[DATASET ENTRIES]
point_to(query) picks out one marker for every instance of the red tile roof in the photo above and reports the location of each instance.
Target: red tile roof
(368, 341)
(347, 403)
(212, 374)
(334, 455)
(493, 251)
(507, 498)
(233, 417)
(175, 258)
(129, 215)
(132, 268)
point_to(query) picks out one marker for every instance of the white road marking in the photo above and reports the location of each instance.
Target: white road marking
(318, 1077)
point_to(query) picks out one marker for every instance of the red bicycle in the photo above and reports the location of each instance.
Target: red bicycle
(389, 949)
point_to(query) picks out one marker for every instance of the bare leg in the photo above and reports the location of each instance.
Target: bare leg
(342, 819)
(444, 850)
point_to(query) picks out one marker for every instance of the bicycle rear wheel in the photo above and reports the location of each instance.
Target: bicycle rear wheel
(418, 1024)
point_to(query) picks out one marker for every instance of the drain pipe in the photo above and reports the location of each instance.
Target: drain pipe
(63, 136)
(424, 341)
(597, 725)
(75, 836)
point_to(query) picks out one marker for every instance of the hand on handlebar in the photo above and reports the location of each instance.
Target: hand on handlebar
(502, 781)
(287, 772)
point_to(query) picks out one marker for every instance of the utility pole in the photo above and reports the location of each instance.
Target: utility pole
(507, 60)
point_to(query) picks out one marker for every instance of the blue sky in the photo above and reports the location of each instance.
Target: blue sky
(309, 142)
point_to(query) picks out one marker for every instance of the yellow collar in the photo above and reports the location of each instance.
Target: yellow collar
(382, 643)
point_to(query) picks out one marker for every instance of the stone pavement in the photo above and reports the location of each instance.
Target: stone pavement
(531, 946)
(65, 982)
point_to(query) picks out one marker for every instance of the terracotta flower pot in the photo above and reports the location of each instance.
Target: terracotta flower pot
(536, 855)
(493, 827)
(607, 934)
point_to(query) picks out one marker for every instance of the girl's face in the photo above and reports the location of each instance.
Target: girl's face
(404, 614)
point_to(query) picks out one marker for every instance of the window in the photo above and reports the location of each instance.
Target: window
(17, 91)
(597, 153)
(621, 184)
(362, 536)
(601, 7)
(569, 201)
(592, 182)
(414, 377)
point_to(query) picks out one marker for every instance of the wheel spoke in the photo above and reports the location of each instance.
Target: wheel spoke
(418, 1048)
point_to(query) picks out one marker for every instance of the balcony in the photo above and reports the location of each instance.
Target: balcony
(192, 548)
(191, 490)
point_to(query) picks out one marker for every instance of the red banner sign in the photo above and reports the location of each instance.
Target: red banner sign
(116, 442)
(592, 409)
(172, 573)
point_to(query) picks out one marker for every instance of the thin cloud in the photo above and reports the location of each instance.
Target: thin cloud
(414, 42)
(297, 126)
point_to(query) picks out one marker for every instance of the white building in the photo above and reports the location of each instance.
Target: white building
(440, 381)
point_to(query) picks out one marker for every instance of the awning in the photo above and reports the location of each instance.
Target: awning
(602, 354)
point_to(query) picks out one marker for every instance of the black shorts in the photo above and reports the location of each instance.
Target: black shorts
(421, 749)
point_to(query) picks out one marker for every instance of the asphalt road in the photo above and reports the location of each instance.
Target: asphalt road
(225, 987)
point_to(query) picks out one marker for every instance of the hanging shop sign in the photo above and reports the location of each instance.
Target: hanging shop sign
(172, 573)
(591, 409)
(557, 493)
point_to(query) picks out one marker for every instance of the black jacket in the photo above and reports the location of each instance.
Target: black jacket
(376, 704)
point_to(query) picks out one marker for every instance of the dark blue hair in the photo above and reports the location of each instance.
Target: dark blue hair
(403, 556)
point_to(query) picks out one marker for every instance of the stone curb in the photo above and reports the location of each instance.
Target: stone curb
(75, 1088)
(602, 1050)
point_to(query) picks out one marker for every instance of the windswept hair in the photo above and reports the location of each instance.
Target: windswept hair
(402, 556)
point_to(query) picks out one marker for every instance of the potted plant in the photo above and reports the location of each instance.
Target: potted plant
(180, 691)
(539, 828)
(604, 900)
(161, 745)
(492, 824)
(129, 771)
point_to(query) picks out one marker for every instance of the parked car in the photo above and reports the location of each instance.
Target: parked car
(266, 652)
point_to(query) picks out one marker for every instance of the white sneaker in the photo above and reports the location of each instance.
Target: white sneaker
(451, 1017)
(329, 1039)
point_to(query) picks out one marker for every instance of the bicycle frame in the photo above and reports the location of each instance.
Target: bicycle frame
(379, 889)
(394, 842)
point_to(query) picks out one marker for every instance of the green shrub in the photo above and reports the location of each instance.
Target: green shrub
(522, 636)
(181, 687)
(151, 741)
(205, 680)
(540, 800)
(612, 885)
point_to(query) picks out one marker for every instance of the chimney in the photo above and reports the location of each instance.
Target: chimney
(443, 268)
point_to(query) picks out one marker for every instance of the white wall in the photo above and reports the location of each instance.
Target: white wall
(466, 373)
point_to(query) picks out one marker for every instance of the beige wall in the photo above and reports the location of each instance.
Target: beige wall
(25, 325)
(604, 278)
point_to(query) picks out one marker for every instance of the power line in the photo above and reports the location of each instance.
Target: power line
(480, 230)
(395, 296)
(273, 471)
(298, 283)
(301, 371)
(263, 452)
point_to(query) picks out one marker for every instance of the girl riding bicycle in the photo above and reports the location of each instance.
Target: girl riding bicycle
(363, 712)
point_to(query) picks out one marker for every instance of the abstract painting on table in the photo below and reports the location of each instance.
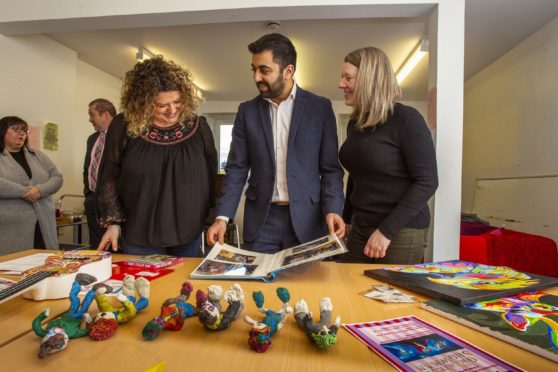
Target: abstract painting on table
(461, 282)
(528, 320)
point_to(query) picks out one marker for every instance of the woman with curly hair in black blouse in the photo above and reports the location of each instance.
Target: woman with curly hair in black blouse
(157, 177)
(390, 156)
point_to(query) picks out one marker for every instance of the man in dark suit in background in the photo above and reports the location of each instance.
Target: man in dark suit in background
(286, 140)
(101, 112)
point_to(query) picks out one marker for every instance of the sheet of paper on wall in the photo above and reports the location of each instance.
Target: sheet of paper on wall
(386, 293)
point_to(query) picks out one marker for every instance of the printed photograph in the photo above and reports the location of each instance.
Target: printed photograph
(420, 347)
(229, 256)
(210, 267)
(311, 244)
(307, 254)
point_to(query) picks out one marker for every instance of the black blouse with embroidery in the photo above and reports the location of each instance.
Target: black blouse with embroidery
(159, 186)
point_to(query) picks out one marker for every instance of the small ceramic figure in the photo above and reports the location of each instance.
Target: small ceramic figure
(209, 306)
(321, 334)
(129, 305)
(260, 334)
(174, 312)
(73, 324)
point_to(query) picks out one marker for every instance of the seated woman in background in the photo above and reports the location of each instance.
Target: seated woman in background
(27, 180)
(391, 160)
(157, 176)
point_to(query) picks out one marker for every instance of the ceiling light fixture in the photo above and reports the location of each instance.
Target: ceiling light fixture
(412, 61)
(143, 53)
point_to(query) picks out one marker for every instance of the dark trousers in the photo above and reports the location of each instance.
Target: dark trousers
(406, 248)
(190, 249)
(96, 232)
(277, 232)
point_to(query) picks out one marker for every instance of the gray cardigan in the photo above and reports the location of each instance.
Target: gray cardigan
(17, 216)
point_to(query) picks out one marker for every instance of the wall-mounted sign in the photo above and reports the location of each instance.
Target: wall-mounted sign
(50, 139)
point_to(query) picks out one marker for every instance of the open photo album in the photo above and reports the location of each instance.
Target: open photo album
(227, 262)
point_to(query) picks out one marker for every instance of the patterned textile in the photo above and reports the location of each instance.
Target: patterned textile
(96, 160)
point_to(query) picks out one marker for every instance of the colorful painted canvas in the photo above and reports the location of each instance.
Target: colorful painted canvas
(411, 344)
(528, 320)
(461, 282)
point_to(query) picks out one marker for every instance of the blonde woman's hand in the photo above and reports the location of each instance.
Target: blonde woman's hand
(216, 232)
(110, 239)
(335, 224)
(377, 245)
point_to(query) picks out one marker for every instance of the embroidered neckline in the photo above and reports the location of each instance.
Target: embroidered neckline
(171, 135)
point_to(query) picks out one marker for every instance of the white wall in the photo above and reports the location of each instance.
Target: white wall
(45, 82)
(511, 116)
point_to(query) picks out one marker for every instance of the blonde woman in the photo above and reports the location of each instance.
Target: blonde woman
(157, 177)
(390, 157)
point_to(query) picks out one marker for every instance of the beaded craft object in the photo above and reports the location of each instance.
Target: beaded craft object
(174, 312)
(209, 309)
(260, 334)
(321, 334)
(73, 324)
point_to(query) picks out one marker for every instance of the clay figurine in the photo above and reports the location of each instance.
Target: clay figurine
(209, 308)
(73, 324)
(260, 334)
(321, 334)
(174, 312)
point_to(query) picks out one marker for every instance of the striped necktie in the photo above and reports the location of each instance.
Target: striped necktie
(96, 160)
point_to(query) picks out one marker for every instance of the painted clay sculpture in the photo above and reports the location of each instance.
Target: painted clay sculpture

[REQUIREMENT]
A complete answer lists every line of the listing above that holds the word "sculpture".

[RESULT OF THE EXERCISE]
point_to(query) picks out one marker for every instance of the painted clay sculpture in the photo above and reports the location of each instance.
Target: painted clay sculpture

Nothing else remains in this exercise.